=== Trecho do texto ===
┄┄┄┄┄┄┄┄┄┄
Segundo o consultor, o país tem cerca de 40% das crianças com até 2 meses de vida alimentadas exclusivamente com leite materno.
Autor do estudo A Segurança Alimentar e Nutricional no Brasil, Salles Pinto destaca a importância de comunicar à população de menor renda os resultados dos estudos do governo federal sobre a educação alimentar.
— O público que tem mais conhecimento desses estudos já tem, em certa medida, adotado estratégias semelhantes à do governo federal. Mas o público de baixa renda ainda precisa ter progressivamente uma conscientização um pouco maior da importância do aleitamento materno, para que as crianças dessas famílias tenham a mesma oportunidade de desenvolvimento em longo prazo — afirma.
O consultor entende a iniciativa do governo de restringir a publicidade de alimentos infantis como uma estratégia que contribui para o desenvolvimento nacional e favorece a segurança alimentar e nutricional no país.
— Quando a gente tem índices de obesidade e sobrepeso acima de 50% na atualidade, isso é um fator bastante preocupante, que tem causas e origem inclusive na primeira infância — disse.
Segundo ele, o aleitamento materno exclusivo nos primeiros 6 meses de vida e até os 2 anos de idade contribui para reduzir a incidência de doenças cardiovasculares, diabetes, hipertensão e sobrepeso.
Henrique Salles Pinto ressalta que a restrição à publicidade anunciada pelo governo procura estimular a alimentação saudável de lactentes, bebês de até 6 meses e crianças de até 3 anos.
Nos primeiros 6 meses de vida, observa, a alimentação deve ser pautada com base no aleitamento exclusivo e, a partir do sexto mês até aproximadamente 2 anos de idade, com um complemento de alimentos variados, mas dentro da perspectiva de alimentação com base no aleitamento.

Para diretor de empresa, impedir propaganda é uma forma de alienação

Definir normas de conduta é melhor do que proibir. A opinião é do diretor de licenciamento da Mauricio de Sousa Produções, Rodrigo Paiva, ao comentar a iniciativa do governo federal de restringir a publicidade infantil.
Para o representante da equipe que produz as historinhas da Turma da Mônica, “impedir o acesso ao conteúdo publicitário é uma forma de alienação que pode ser prejudicial ao desenvolvimento das crianças, que serão consumidoras no futuro”.
A empresa licencia os personagens para produtos e publicidades destinados a esse público.
┄┄┄┄┄┄┄┄┄┄
=== Enunciado da tarefa ===
Transcreva do texto sobre publicidade infantil o trecho que começa em "Henrique Salles Pinto" e vai até "até 3 anos.", incluindo essas palavras. As linhas a seguir não têm relação com o texto sobre publicidade infantil.

=== Dados de origem ===
┄┄┄┄┄┄┄┄┄┄
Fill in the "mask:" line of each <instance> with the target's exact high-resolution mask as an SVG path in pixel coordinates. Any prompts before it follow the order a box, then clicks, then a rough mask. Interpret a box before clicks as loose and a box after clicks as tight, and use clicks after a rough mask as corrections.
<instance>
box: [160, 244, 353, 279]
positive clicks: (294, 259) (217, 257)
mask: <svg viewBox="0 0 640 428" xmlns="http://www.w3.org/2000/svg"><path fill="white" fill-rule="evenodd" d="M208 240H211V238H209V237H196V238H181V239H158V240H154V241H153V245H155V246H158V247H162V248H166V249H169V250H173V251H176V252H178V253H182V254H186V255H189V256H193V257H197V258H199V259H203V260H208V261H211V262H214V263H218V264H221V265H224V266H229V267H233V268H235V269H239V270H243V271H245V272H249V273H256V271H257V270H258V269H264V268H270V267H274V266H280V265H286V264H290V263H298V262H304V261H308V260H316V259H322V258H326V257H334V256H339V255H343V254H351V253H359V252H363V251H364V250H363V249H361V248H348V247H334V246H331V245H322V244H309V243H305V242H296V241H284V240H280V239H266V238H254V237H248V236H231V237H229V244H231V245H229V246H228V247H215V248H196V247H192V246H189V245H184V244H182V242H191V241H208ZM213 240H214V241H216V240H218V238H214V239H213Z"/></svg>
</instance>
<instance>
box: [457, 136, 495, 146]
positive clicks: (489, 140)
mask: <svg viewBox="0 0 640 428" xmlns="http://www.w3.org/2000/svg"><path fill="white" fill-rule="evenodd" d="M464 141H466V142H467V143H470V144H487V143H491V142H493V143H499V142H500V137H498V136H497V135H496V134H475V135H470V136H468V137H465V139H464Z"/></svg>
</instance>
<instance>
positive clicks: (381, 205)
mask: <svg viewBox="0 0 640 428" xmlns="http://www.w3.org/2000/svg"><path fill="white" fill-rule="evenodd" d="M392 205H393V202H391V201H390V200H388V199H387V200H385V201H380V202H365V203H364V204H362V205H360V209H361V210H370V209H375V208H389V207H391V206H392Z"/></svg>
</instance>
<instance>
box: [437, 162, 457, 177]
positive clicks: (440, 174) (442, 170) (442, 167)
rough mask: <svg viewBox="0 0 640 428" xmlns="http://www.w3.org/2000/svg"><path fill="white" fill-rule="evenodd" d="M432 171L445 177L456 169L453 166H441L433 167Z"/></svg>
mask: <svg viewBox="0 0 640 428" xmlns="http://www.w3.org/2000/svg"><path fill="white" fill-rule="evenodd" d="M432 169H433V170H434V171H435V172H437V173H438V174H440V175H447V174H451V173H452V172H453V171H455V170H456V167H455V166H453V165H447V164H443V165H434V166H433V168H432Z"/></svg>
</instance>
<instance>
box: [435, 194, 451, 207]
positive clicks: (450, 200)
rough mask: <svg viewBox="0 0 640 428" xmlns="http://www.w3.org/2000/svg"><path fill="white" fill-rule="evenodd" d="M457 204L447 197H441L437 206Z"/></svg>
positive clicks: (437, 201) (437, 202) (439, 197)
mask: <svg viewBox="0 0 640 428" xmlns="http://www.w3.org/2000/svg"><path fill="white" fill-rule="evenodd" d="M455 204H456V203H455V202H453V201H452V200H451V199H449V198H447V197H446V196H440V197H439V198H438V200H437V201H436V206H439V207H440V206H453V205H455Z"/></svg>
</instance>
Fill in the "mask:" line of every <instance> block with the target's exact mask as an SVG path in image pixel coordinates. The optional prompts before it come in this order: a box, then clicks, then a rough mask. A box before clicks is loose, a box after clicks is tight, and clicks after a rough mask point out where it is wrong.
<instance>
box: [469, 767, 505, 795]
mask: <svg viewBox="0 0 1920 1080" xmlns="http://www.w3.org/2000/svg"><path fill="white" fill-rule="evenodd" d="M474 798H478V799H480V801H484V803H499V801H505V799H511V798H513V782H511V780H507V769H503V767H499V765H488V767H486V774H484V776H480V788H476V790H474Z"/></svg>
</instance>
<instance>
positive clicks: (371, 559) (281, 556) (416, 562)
┄┄┄┄┄┄┄┄┄┄
=== Resposta à tarefa ===
Henrique Salles Pinto ressalta que a restrição à publicidade anunciada pelo governo procura estimular a alimentação saudável de lactentes, bebês de até 6 meses e crianças de até 3 anos.